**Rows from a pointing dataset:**

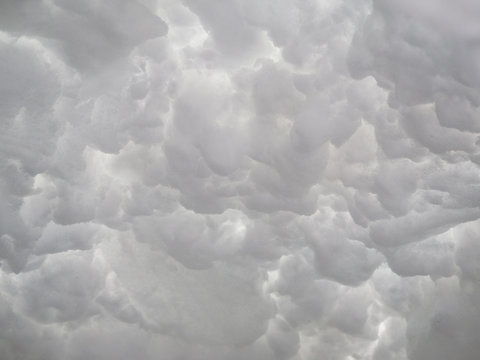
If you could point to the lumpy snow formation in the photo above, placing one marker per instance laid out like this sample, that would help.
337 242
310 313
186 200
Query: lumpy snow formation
239 179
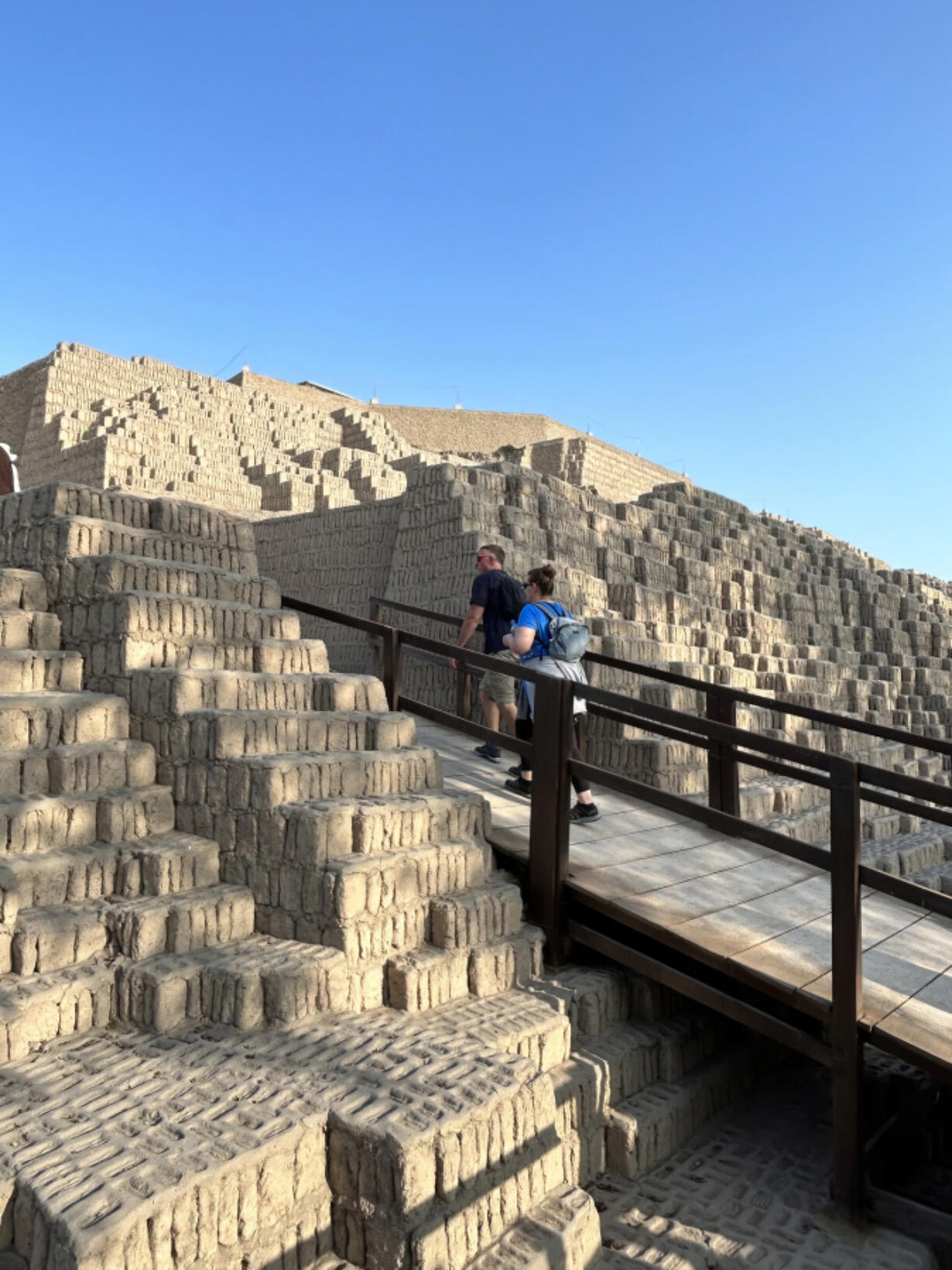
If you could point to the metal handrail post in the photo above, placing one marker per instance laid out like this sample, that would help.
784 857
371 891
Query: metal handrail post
847 956
722 775
551 803
392 667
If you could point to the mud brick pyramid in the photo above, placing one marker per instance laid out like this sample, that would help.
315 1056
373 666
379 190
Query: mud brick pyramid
680 579
259 446
264 1000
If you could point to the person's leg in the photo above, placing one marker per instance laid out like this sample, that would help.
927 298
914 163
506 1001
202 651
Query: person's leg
585 807
508 715
522 784
582 786
490 710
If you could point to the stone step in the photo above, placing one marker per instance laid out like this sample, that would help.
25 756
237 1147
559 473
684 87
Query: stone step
23 628
38 671
512 962
94 765
155 618
593 998
514 1022
377 824
291 657
152 925
253 983
34 823
38 720
71 538
357 886
164 694
480 916
642 1130
102 576
40 1007
616 1064
220 734
272 780
562 1231
23 588
117 508
51 939
905 854
160 865
426 978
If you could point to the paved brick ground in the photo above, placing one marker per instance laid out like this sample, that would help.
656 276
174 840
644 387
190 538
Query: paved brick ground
752 1192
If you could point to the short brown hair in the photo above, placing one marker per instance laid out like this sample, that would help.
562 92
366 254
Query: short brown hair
496 551
544 578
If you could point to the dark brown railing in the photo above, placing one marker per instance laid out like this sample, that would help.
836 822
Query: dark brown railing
559 904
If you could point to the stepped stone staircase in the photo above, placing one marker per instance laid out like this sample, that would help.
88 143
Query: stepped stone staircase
686 581
325 822
264 1000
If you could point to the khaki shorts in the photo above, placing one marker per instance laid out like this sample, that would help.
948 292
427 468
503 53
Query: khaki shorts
500 687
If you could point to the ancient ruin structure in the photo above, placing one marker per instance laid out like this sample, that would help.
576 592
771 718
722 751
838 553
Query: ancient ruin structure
266 998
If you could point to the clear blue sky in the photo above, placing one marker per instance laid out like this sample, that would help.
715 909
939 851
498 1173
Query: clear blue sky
715 231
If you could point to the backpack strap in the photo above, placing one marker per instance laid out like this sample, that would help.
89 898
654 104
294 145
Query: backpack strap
551 615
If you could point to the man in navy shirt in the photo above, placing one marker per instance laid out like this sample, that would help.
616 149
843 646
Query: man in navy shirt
486 604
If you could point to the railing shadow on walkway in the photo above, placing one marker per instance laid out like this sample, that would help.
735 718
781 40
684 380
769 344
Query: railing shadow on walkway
832 1034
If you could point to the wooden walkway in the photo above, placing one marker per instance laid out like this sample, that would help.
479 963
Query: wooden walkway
743 908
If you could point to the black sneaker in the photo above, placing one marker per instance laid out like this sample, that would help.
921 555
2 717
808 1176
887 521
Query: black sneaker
519 786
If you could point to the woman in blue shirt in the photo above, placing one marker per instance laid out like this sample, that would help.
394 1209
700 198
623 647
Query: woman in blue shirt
530 639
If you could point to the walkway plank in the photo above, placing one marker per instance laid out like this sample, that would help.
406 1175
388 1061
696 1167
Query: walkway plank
763 913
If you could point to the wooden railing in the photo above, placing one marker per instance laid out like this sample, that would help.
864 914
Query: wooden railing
728 747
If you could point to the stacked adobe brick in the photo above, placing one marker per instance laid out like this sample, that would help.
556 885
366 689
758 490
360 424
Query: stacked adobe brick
268 1123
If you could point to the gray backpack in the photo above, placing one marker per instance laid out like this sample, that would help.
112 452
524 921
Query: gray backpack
568 636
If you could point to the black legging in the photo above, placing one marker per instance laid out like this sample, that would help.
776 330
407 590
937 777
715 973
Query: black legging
524 729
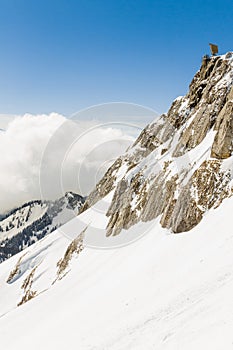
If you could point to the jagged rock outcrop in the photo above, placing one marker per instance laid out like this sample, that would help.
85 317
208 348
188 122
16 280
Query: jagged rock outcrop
180 166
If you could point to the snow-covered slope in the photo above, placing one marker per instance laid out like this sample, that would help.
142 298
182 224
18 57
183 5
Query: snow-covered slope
24 226
162 291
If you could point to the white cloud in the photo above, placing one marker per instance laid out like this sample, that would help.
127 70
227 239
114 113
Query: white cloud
50 155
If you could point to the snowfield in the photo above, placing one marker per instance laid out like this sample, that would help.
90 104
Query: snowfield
163 291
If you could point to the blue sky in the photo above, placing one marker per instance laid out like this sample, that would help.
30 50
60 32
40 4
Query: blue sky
64 55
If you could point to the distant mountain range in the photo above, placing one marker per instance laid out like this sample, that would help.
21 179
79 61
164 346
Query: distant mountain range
25 225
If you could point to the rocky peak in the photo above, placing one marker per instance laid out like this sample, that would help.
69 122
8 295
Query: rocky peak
180 165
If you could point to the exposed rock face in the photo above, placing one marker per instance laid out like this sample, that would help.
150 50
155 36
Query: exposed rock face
180 165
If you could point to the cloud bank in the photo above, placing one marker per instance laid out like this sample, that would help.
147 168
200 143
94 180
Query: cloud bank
43 156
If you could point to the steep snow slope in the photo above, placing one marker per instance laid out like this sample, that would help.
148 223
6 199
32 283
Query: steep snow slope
161 292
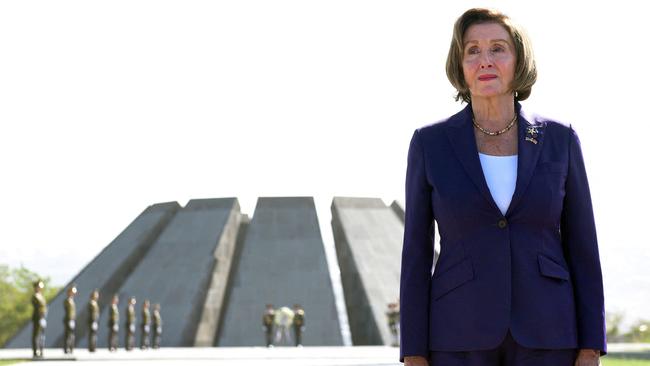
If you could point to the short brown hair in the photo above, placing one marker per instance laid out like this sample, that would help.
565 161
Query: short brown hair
525 69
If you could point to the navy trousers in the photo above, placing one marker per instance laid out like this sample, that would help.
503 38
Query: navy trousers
509 353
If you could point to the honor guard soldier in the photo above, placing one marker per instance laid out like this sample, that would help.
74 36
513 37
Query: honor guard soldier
267 321
283 321
157 326
130 325
145 327
93 320
69 320
38 319
393 322
298 323
113 324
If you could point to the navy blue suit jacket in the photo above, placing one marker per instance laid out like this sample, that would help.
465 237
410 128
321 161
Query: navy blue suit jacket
535 270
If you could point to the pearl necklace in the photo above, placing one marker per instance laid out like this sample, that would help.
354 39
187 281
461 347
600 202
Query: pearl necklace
491 133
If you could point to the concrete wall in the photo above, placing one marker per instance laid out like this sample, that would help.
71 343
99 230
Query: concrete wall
178 271
282 262
368 237
106 272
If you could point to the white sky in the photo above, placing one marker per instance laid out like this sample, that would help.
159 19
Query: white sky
107 107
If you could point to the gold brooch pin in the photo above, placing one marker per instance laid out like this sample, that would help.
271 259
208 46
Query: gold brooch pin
531 134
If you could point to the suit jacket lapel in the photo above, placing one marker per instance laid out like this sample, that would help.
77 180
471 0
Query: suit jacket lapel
528 152
463 142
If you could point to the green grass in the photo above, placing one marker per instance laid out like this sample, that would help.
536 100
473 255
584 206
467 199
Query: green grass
606 361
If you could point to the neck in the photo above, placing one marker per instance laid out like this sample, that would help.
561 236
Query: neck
493 113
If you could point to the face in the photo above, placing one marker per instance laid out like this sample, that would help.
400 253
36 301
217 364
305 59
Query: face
488 60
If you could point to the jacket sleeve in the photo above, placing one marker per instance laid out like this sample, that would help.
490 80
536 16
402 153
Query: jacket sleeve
417 256
580 246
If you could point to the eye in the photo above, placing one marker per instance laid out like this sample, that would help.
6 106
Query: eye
473 51
498 48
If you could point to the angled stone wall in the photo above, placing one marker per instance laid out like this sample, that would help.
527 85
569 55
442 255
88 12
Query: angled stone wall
106 272
177 271
368 237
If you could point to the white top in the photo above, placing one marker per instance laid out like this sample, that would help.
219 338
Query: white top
501 176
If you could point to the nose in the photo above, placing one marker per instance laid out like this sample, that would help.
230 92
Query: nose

**EXERCISE TASK:**
Each entry above is to be written out again unchanged, apart from the pictures, which are left out.

**RESULT OF THE EXERCISE:**
If you could point to the lumpy snow formation in the photo above, placing one marker per instance laid out like this sample, that would help.
337 242
310 313
186 200
Query: lumpy snow formation
239 179
If you could point to the metal handrail post in the photo above, placing one marker per instance laid out like this sample, that would help.
784 857
371 891
Query: metal handrail post
847 956
722 775
551 803
392 667
If you could point to the mud brick pyramid in the photo above, placing one marker per instance laid out like this sample, that would help.
315 1056
373 666
379 190
Query: mud brick pyramid
680 579
259 446
264 1000
If you could point to the person's leg in the photo above, placing one marker per instance laid out like this sample, that would help.
927 298
914 163
506 1001
202 651
Query: person's leg
585 807
508 715
522 784
582 786
490 710
If you could point to the stone step in the photo above, placing one marker per instance laid out like this sample, that would help.
25 756
237 1147
559 473
684 87
Query: stone step
23 628
38 671
512 962
94 765
155 618
593 998
514 1022
377 824
291 657
152 925
253 983
34 823
38 720
71 538
357 886
164 694
480 916
642 1130
102 576
40 1007
616 1064
220 734
272 780
562 1231
23 588
117 508
51 939
905 854
160 865
426 978
If you could point to the paved brick ground in the photo above, placing one marker per instance laid out like this sample, that would help.
656 276
174 840
644 387
190 538
Query: paved brick ground
752 1192
If you could point to the short brown hair in the photo above, placing one marker per instance laid out like this sample, that would help.
562 92
366 254
Query: short brown hair
496 551
544 578
If you could point to the dark brown railing in the photo above, placing one marker per instance laid out like this sample, that would help.
836 822
Query: dark brown railing
559 904
If you could point to the stepped stone staircase in the photo above, placing one marker per instance laid out like this sample, that would help.
88 143
Query: stepped stone staircase
686 581
325 822
264 1000
If you could point to the khaki shorts in the photo above, placing one marker per instance laid out like this sample, that would help.
948 292
427 468
503 53
Query: khaki shorts
500 687
If you could point to the ancient ruin structure in the photo above, placing one marker per instance laid out like this sample, that would help.
576 592
771 718
722 751
838 553
Query: ancient ruin structure
266 998
If you could point to the clear blue sky in the photo above, placing one marker per instance laid out like this sample, that would help.
715 909
939 851
498 1173
Query: clear blue sky
715 231
If you could point to the backpack strap in the photo above, placing one marker per instance laid out like this sample, that would help.
89 898
654 104
294 145
Query: backpack strap
551 615
If you could point to the man in navy shirt in the photo above, placing one marker per instance laid out like this sample, that would help.
616 149
843 646
Query: man in navy shirt
486 604
If you could point to the railing shadow on walkway in the photo above, placing one marker per instance laid out like this sample, that would help.
735 718
781 40
684 380
769 344
Query: railing shadow on walkway
832 1034
If you could point to the wooden walkway in the photo above, placing one marker per instance laid out like this sample, that would help.
479 963
Query: wooden walkway
743 908
If you could point to the black sneaker in the photo above, placing one marker per instance laid out like this sample, that would help.
921 555
2 717
808 1176
887 521
Query: black sneaker
519 786
If you could point to the woman in blue shirt in the photo above, placing one marker per instance laid out like this sample, that would help.
394 1209
700 198
623 647
Query: woman in blue shirt
530 639
If you could point to the walkway plank in the photo above, placing one marker per instance laid out like this sample, that would help.
406 1175
388 1061
696 1167
Query: walkway plank
763 913
If you could point to the wooden railing in the photo above, placing one marker per instance laid out like this sample, that would help.
864 914
Query: wooden railing
728 747
If you could point to the stacked adobe brick in the photo above, placing one marker per instance laid out like this sample, that would help.
556 885
366 689
758 490
360 424
Query: stacked adobe brick
268 1123
If you could point to the gray backpack in the photo above, placing one marker per instance laid out like this sample, that would help.
112 452
524 921
Query: gray backpack
568 636
If you could point to the black legging in the photo above, placing one marker per instance laid out like this sample, that would help.
776 330
407 590
937 777
715 973
Query: black legging
524 729
If you could point to the jagged rock outcrop in the photo above, placing one marker per instance laid out like this sample, that would help.
85 317
208 348
188 122
16 280
Query: jagged rock outcrop
180 166
If you could point to the snow-covered slope in the photo above, placing one marker per instance laid out like this sample, that would help.
142 298
182 224
18 57
183 5
Query: snow-covered slope
24 226
162 291
If you could point to the white cloud in the photo above, placing one marker per instance laid out like this sample, that would help.
127 70
227 239
114 113
Query: white cloud
50 155
If you could point to the snowfield in the photo above, placing one marker per instance laid out like this sample, that would help.
90 104
Query: snowfield
163 291
If you could point to the blue sky in the photo above, placing one marker per instance laid out like this sample, that would help.
30 50
60 32
40 4
Query: blue sky
64 55
If you could point to the distant mountain range in the photo above, placing one marker per instance laid out like this sample, that would help.
21 179
79 61
164 346
Query: distant mountain range
25 225
If you could point to the rocky peak in the photo above, placing one marker per instance laid out like this sample, that would help.
69 122
8 295
Query: rocky peak
180 165
If you could point to the exposed rock face in the photo above, placing one marker per instance laid out like this sample, that would help.
150 50
155 36
Query: exposed rock face
180 165
If you could point to the cloud bank in the photo above, placing one marker per instance laid out like this sample, that would help.
147 168
200 143
94 180
Query: cloud bank
43 156
If you could point to the steep snow slope in the photo above, placing one marker per instance laid out like this sample, that would help.
148 223
6 199
32 283
Query: steep snow slope
161 292
If you could point to the short brown hair in the photo above, placing one marker per instance laid out like this sample, that would help.
565 161
Query: short brown hair
525 69
If you could point to the navy trousers in the photo above, placing one marker per instance laid out like this sample, that would help.
503 38
Query: navy trousers
509 353
If you could point to the honor guard soldier in the photo above, placing one marker per instance laid out like this sample, that would help.
74 36
513 37
Query: honor guard soldier
267 321
283 321
157 326
130 325
145 327
93 320
69 320
38 319
393 322
298 323
113 324
If you could point to the navy blue suit jacket in the photo above, placing one marker per instance laid out like this sample, that would help.
465 237
410 128
321 161
Query: navy blue suit jacket
535 270
If you could point to the pearl necklace in the photo above, placing one marker per instance laid out like this sample, that would help.
354 39
187 281
461 347
600 202
Query: pearl necklace
491 133
If you could point to the concrete wall in the photo above, placing one marker per instance laid out like this sample, that would help.
71 343
99 230
Query: concrete wall
178 271
282 262
368 237
106 272
If you could point to the white sky in the photo above, placing one marker per instance laid out like this sample, that would help.
159 19
Query: white sky
107 107
If you could point to the gold brooch pin in the photo above, placing one marker per instance laid out like this sample, that would help.
271 259
208 46
Query: gold brooch pin
531 134
If you could point to the suit jacket lapel in the photo above, placing one marker per instance laid out like this sample, that would help.
77 180
471 0
Query: suit jacket lapel
528 152
463 142
If you could point to the green grass in the photo above, placing one marker per instance laid out like this sample, that would help.
536 100
473 255
584 206
467 199
Query: green grass
606 361
If you could point to the neck in the photo above, placing one marker per instance laid out like this sample, that would help.
561 236
Query: neck
493 113
If you could point to the face in the photo above, placing one marker per instance laid out like this sample, that would help.
400 253
36 301
217 364
305 59
Query: face
488 60
If you could point to the jacket sleeve in the photo above, placing one marker per instance laid out like this sample, that would help.
490 80
536 16
402 153
Query: jacket sleeve
417 256
580 246
If you could point to the eye in the photo above, placing one marker per instance laid out like this sample, that would help.
6 106
Query: eye
473 51
498 48
If you could point to the angled stone wall in the photo above, placing one marker per instance laid out like this sample, that would help.
527 85
569 55
442 255
88 12
Query: angled stone wall
106 272
177 271
368 237
If you could point to the white top in the photo above, placing one marker per instance laid out like this sample, that would help.
219 338
Query: white top
501 176
If you could point to the nose in the photo above, placing one marker per instance laid out like this sample, that would help.
230 92
Query: nose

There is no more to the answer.